MATERIAL FOR THIS TASK
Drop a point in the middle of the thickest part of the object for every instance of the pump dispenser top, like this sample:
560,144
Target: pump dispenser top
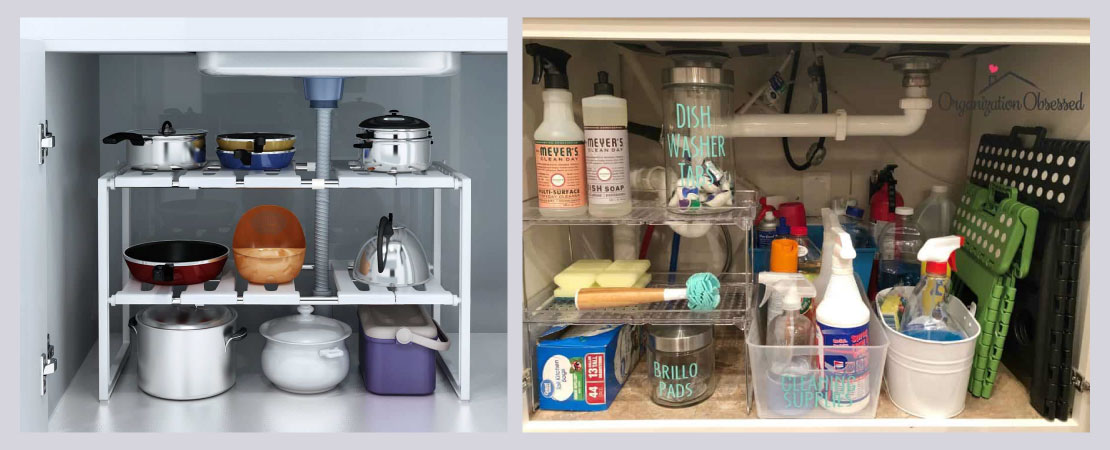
939,253
550,65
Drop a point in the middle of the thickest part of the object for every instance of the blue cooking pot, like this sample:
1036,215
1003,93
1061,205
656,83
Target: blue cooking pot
252,160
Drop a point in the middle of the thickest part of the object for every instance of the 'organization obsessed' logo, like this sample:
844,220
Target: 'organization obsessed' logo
1032,99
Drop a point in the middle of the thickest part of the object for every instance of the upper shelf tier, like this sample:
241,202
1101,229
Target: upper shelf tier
736,291
225,291
648,209
300,176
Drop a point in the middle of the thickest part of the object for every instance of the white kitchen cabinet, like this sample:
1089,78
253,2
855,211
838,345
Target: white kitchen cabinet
1037,58
88,78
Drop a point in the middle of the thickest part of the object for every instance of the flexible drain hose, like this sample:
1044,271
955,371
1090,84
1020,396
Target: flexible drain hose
323,170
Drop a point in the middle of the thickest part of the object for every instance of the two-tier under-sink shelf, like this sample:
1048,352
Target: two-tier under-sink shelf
229,290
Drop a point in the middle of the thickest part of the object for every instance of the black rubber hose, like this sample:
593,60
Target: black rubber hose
823,88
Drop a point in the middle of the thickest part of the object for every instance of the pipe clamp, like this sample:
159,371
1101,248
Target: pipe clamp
841,125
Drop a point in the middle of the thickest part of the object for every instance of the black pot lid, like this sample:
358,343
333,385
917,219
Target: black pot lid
167,130
253,136
174,317
393,121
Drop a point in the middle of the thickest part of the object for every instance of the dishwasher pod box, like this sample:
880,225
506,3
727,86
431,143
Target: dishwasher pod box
582,368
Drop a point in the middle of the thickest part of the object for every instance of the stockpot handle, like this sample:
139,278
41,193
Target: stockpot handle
238,336
134,139
384,232
406,336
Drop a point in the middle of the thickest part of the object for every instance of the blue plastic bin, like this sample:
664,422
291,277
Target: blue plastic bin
865,257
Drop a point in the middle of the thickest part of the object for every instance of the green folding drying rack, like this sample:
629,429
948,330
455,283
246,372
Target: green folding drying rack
999,233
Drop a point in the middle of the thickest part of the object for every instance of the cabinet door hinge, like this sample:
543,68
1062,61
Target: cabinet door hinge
1080,383
49,366
46,141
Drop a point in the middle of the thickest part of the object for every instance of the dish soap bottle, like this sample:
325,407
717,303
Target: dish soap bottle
809,256
791,368
925,317
605,118
559,143
843,320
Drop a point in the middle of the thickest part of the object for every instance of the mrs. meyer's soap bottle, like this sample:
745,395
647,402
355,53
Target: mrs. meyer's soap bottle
605,118
559,143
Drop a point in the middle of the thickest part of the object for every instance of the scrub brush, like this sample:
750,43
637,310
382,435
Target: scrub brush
702,292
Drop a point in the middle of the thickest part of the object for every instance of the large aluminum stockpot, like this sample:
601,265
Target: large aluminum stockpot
185,352
165,148
395,143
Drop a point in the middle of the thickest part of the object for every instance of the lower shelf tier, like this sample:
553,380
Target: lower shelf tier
727,409
224,291
736,291
254,405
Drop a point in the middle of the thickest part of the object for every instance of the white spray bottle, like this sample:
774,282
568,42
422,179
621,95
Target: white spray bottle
843,320
831,225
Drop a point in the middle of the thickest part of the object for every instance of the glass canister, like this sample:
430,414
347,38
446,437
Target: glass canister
697,105
680,365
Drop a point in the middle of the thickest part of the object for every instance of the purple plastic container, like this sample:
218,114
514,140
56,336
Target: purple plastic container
397,349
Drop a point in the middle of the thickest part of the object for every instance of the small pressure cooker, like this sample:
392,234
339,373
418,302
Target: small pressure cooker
395,143
165,148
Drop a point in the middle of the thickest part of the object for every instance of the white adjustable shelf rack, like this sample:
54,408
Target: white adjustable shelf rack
223,290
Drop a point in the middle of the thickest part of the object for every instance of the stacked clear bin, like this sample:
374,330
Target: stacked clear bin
797,395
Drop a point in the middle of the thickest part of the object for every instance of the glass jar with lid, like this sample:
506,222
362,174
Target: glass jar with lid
680,365
697,105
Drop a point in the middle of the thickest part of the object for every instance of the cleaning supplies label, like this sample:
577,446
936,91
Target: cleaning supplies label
607,165
846,365
561,168
595,378
561,379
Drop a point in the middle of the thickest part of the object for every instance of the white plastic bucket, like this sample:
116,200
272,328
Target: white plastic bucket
929,379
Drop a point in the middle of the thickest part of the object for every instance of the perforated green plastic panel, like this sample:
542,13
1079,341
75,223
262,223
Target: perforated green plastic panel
999,233
996,227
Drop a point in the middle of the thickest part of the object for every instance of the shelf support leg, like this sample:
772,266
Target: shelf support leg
464,290
436,245
103,347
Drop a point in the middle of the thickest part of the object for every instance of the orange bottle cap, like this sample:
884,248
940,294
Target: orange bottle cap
784,256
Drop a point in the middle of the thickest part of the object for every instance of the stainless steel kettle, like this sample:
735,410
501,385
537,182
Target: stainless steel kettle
393,258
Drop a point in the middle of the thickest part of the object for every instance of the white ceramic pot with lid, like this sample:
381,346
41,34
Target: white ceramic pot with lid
305,353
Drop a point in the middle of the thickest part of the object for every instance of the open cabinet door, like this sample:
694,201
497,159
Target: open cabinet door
32,308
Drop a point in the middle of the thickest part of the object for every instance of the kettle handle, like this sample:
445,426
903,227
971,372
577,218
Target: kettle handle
384,232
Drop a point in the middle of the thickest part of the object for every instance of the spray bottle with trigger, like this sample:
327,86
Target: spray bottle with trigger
559,142
843,320
925,316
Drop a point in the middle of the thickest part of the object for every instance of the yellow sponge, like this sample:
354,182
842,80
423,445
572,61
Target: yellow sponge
568,293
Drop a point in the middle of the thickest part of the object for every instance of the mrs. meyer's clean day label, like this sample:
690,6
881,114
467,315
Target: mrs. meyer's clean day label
561,168
607,165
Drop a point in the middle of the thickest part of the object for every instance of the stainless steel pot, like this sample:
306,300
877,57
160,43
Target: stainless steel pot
395,143
163,149
185,352
393,258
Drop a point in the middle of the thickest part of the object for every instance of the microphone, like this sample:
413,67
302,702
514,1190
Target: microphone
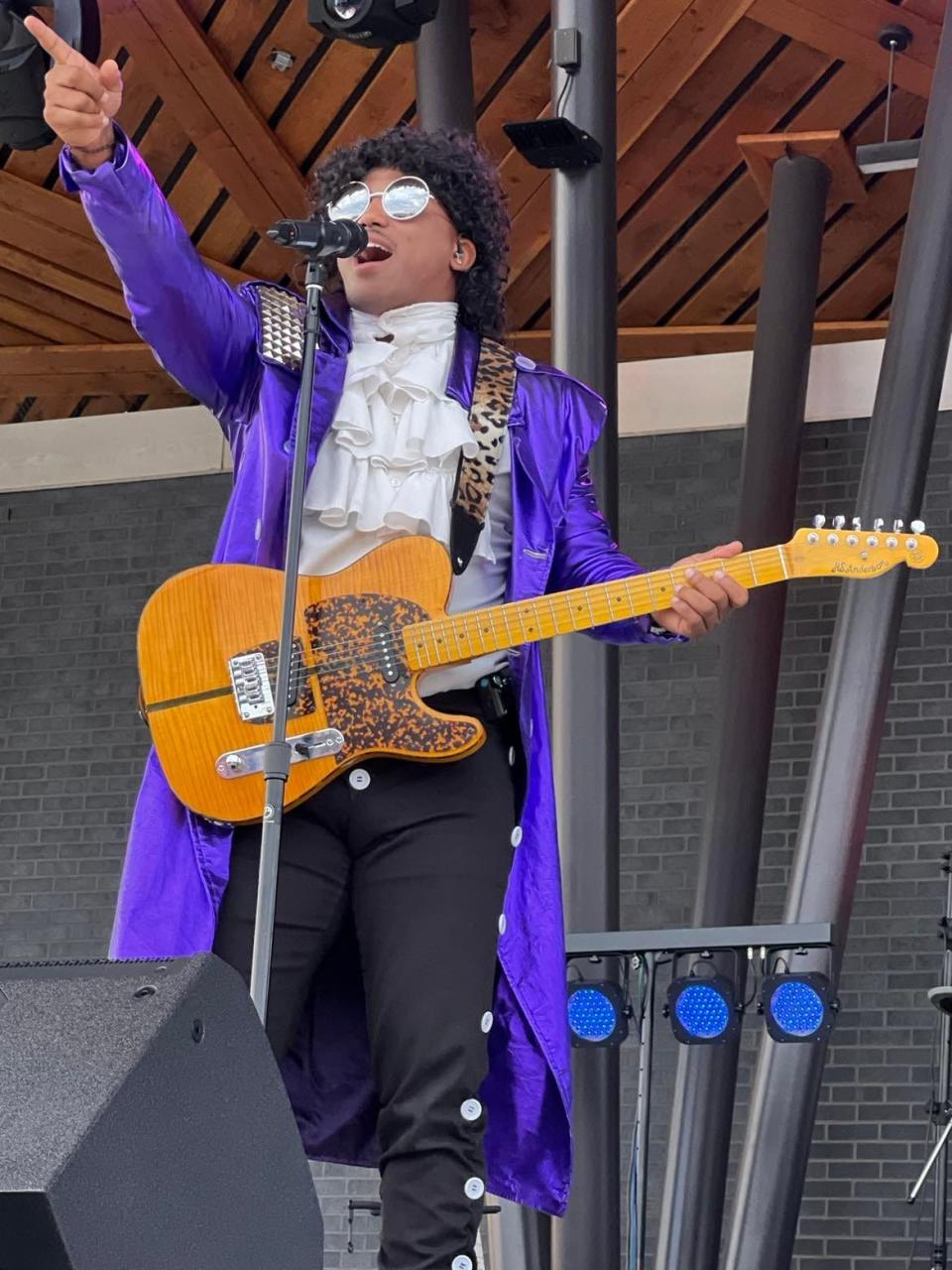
320,235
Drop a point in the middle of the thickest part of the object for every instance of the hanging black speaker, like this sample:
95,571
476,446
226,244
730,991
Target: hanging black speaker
375,23
144,1124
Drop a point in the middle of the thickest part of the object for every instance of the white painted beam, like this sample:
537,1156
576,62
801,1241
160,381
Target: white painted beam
684,394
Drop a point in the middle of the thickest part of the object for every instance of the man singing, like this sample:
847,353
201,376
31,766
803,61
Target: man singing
417,985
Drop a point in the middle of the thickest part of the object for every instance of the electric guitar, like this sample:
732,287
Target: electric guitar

DO THIS
Please write out every line above word for word, leaving out the pictures.

EXERCISE RESULT
Drop a point in the middle of the thickest part of the object for every instance of the pump dispenser top, like this sample:
560,144
Target: pump dispenser top
939,253
550,65
Drop a point in the middle of the thickest part of the object for every instance of the blue cooking pot, like this sample:
1036,215
1003,93
1061,205
656,83
Target: blue cooking pot
252,160
Drop a point in the middle of the thickest part of the object for every instance of the 'organization obsessed' logo, like this sample:
844,220
Target: 'organization obsessed' logo
1032,99
Drop a point in the middle of the thickest part of the object for every instance of the upper shelf tier, like this sample:
241,202
1101,229
Target: upper shelf tier
736,291
225,291
648,209
300,176
Drop a point in the middle of the thickest part of the object for every instance of the white kitchen cabinet, like this sample:
1089,78
253,2
855,211
838,345
Target: white kitchen cabinet
1037,58
88,78
Drop a point in the middle of the thickest part of the object for every instance of the flexible drain hose, like this sample:
1044,271
955,371
1090,84
1020,396
Target: flexible drain hose
323,170
Drop a point in the middle of the thickest part of the object for every instance of the two-tier under-sink shelf, like this sample:
1048,352
Target: two-tier under-sink shelf
229,290
Drop a point in the middle of the thickest part of the object for every instance of the black rubber hose, like this sample:
593,60
Target: black rubber hose
823,88
Drop a point in the middle of the thickest part of the object for every instance of the pipe clamp, like this sample:
159,371
1101,248
Target: pipe clamp
841,125
Drop a point in the middle of the thickest part of the object for every instance of the black pot lid, like this sample:
358,343
333,385
917,219
Target: black pot lid
167,130
253,136
174,317
393,121
Drop a point in the middle of the thickest part of the object for every instance of the dishwasher pod box, like this sample:
880,225
506,3
727,86
431,143
Target: dishwasher pod box
582,368
Drop a point in the middle of the thickest part of the object for every instance of the stockpot handle, like this sample:
139,278
41,193
Target: stockpot handle
238,336
134,139
384,232
406,336
Drop a point in the middle of the thickest part of the object for every instance of the blue plastic bin, like this sample:
664,422
291,277
Target: blue plastic bin
865,257
Drop a point in the middle of the thickest part of the object for every instance of the green folding drying rack, like this sample:
629,429
948,330
455,283
246,372
Target: green folding drying rack
999,233
Drop a point in the middle of the thickest part of the object for every instance of the cabinet door hinge, like this sample:
543,68
1062,61
Target: cabinet door hinge
1080,383
49,366
46,141
Drop a point in the middle of the thickest part of the object for every instance of the dish soap bottle, like this sample:
325,407
717,303
Target: dish soap bottle
809,256
791,368
925,317
605,118
559,143
843,320
Drop a point in the middle of the thickest part of the object for every instance of the mrs. meyer's soap bottle, like this sample:
745,395
647,402
355,53
Target: mrs. meyer's soap bottle
605,118
559,143
Drop a point in the middle of the thickest part of the object for every instance of the scrub brush, like this sample:
750,43
637,310
382,435
Target: scrub brush
702,292
Drop a point in the middle of the thickest part of the object for every instance of the large aluminum stockpot, like this sample:
601,265
Target: large aluminum stockpot
185,352
165,148
395,143
Drop a point in the middle of the thickest part of the object for every instance of the lower shelf tier, like this sample:
553,380
Target: lower shelf tier
727,409
224,291
736,291
254,405
Drop a point in the middle of the thickest part of the object for every instance of the white spray bottle, like this sample:
774,282
568,42
422,179
621,95
Target: white spray bottle
843,320
831,225
Drop a point in the middle of the thickest part of the object for every instance of the glass canister, like this sample:
430,414
347,38
446,437
Target: glass canister
697,105
680,365
Drop a point in the middle of the thickest part of the object for every instance of the purple plastic container, like this sample:
218,114
514,140
56,336
Target: purple plastic container
397,349
Drop a point in the middle of the thickest part of the object for every instance of the small pressure cooker, like this sample:
392,234
339,373
418,302
Target: small pressure cooker
395,143
165,148
Drop a point in the middle of the thickest part of the object for every instance of the white adjustable shelf rack, like this sample:
54,408
Target: white adjustable shelf rack
223,290
Drop a point in the middle of the thickest part of the object for every instance of the stacked clear bin, like this sample:
374,330
Target: stacked clear bin
797,395
Drop a point in the middle of the thickest part of the object for every instance of the glass jar with lid, like this sample:
506,222
362,174
Target: glass jar with lid
680,365
697,105
Drop a point in the middle of the thickest part of the object for every instance of the cleaning supplies label, like this sample:
577,446
936,91
Target: cleaning supplies label
607,165
846,365
561,168
595,378
561,379
Drop a point in the middle of the thickest part of the object for every instance of the white plastic bucket, like this sample:
116,200
272,328
Target: white plastic bucket
929,379
Drop a point in the middle of the thickest part of the object for every instance of the perforated green plastic panel, like this sample:
542,13
1079,341
75,223
262,223
Target: perforated green plastic panel
999,233
996,227
Drop a point in the middle of the thickest part of the object for every instance of the shelf support leg, like this sample:
772,266
Target: shelf support leg
464,290
436,245
103,347
Drop a point in the middle of the thickest part of the object for every instance of the orange bottle cap, like this sample:
884,248
940,294
Target: orange bottle cap
784,256
Drop a point in the middle of the thickest part of the object for every instance of the stainless steel kettle, like this sample:
735,410
501,385
537,182
Target: stainless steel kettle
393,258
Drop a point in the middle of the thickest part of the object for every instance of the white ceramic pot with lid, like this sample:
381,346
41,34
Target: white ceramic pot with lid
305,353
Drop a point in the middle of the thickest part of the object for every instance of the open cabinet door, like this sample:
694,201
497,159
Target: open cabinet door
32,308
Drop a point in the middle of the thickest part of the object for every instance of the kettle handle, like this sample:
445,426
903,227
971,372
577,218
Target: kettle handle
384,232
Drop a point in the middle of the thickest part of the object for every instance of the spray bottle with trigger, like this sample:
327,86
Target: spray bottle with trigger
559,142
843,320
925,316
Drop a point in the middle of the thickest part of the object for every instance of the yellow sponge, like this sample:
354,182
842,80
423,445
572,61
Target: yellow sponge
568,293
Drop a point in the middle of the thickest part of the object for every instance of the mrs. meyer's clean day label, like this sample:
690,6
881,114
467,315
Target: mrs. meyer's clean day label
561,168
607,165
Drop a point in the middle of the thickest part of the object for every instance of the stainless steel pot, like this sample:
306,300
877,57
160,43
Target: stainless steel pot
395,143
163,149
185,352
393,258
Drop a point in the middle of the thickest part of the object for every instance of the microphone, like this sample:
413,67
302,702
514,1190
Target: microphone
320,235
Drop a point in the middle of the thickest part of the object for every instance of the hanging black speaker, like this sample:
95,571
476,446
226,244
730,991
Target: hanging black speaker
375,23
144,1124
Drop a point in the middle of the thickest part of the object for every instance of the white painted beam, like this sample:
537,1156
576,62
801,1241
160,381
Target: white painted beam
684,394
Drop a point in the middle of the thickest part of the object for every instance of the man singing, like this sample:
847,353
201,376
31,766
803,61
Target: man singing
417,985
Drop a point in the middle of the thickest part of the object for every instance of the electric guitar, like this sample:
732,287
Target: electric guitar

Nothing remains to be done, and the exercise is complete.